+++ Text to read +++
For users without the Universal Console interface, print out the included lesson PDF for reference while teaching. As you progress through the lesson, you use your backlit, handheld remote control to manually perform the required actions.

Unlike fulldome video shows, with either interface you are always in control and can operate the system directly at any time to answer questions or explore tangential topics. This allows you to tailor your lesson to your audience and your schedule. Even better, you have the right to modify the lessons for your own use to adjust them to your needs.


The complete set of PASS curricula is licensed FREE with all Digitarium systems purchased after January 1, 2015.

For customers with Digitarium systems shipped prior to January 1, 2015 a license for the complete PASS curricula is $1,000. All PASS lessons are described below.


More information, including sample shows, can be found on the Planetarium Activities for Successful Shows website.


Colors From Space

What can we learn about the stars and planets from their colors? To answer this question requires a fundamental understanding of why we see color. Through a series of activities, students deepen their understanding. They "travel" to an imaginary planet circling a red sun, and experiment with color filters and diffraction gratings.

Constellations Tonight

In this participatory version of a classic planetarium program about the night sky, students receive star maps and use them to find constellations in the planetarium sky.
+++ Information shown +++
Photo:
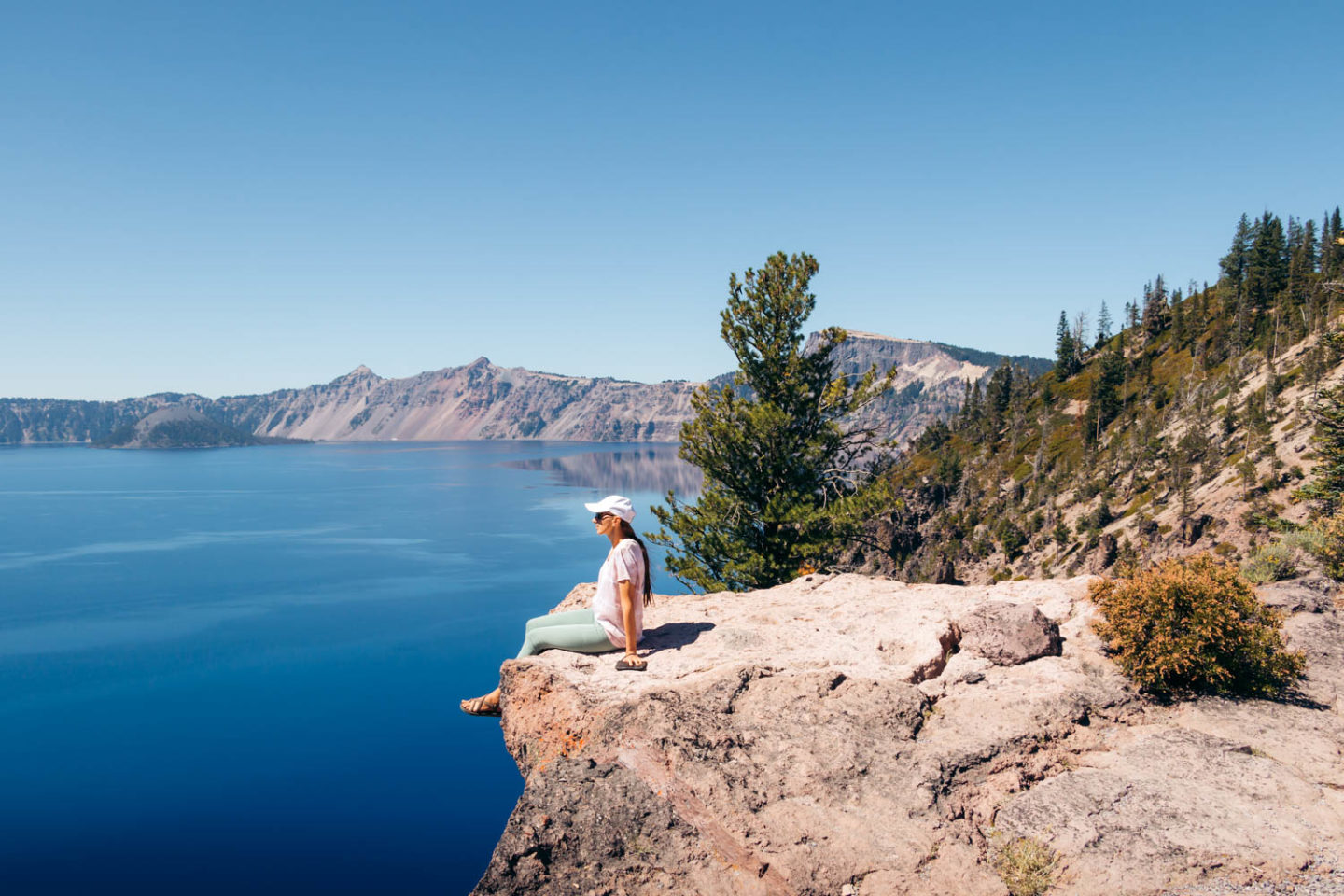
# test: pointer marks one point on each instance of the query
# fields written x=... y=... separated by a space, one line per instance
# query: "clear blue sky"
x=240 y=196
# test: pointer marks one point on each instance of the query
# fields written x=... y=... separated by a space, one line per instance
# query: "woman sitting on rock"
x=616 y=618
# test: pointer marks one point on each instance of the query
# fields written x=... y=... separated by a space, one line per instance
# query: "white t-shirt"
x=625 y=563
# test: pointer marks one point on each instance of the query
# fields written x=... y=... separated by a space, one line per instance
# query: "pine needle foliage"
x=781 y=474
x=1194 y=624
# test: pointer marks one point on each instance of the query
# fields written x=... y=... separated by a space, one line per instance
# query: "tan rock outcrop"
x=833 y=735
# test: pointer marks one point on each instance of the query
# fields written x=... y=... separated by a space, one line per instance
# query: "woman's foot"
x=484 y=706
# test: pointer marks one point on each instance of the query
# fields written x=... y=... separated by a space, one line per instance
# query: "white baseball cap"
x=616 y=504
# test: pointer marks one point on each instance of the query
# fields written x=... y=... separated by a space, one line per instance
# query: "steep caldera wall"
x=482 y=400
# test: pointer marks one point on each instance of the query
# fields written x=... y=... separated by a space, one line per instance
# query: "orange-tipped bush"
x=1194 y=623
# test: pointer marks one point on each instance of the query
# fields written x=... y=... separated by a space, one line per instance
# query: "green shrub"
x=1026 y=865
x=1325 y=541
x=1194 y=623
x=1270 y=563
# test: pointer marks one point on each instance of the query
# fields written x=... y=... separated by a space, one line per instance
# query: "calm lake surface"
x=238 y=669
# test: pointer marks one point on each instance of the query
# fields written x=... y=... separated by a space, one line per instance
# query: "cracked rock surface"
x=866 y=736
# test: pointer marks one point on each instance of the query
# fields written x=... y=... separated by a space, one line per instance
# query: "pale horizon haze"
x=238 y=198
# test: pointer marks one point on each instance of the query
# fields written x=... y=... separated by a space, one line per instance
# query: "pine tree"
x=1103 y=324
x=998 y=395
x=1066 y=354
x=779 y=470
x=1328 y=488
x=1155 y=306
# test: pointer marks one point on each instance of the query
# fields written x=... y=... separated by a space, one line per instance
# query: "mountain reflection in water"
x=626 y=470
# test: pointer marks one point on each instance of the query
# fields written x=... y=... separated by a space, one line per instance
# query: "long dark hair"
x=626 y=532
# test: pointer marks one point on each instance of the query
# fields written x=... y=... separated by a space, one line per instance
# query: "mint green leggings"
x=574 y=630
+++
**Given task 1**: Sum up the text on the PASS planetarium lessons in two sentences.
**Given task 2**: Please update a passage of the text on the PASS planetarium lessons. Begin at the words that contain "Unlike fulldome video" and stop after "to your needs.", changing "audience" to "visitors".
**Given task 3**: Write what comes next in the text on the PASS planetarium lessons, picking up after its last sentence.
You won't need the data.

**Result 1**: With either interface, teachers stay in control of the system, can answer questions or explore side topics at any time, and may modify the PASS lessons to fit their needs. The complete PASS curricula are licensed free with Digitarium systems purchased after January 1, 2015, and cost $1,000 for systems shipped before that date, with lessons such as Colors From Space and Constellations Tonight.

**Result 2**:
Unlike fulldome video shows, with either interface you are always in control and can operate the system directly at any time to answer questions or explore tangential topics. This allows you to tailor your lesson to your visitors and your schedule. Even better, you have the right to modify the lessons for your own use to adjust them to your needs.

**Result 3**:
Flying High

Flying High was designed to inspire students to learn by letting them know what it would be like to travel into space. Show how distant objects look smaller than nearer objects that are actually the same size. See how the Sun changes positions in the sky as the day progresses. Learn to recognize the Big Dipper in the sky. Appreciate the wonder of human space travel and some aspects of Space Shuttle launch and flight.

How Big is the Universe?

Your students will hop on stepping stones to bigger and bigger places, starting with the planetarium and then to the moon, the Solar System, nearby stars, the Milky Way galaxy, and clusters of galaxies. The students will use various methods to determine distance: parallax, "radar," and comparing the brightnesses of objects.

Journey to the Moon

Inspire children to learn by letting them know what it would be like to travel to the moon. Observe a cycle of Moon phases and learn the names, and discuss How Do We Get There? Then Blast Off! in a pretend launch, “experience” weightlessness, and look at Earth from space. The pretend 3-day excursion to the Moon gives students a better appreciation for the difficulties and wonder of space travel.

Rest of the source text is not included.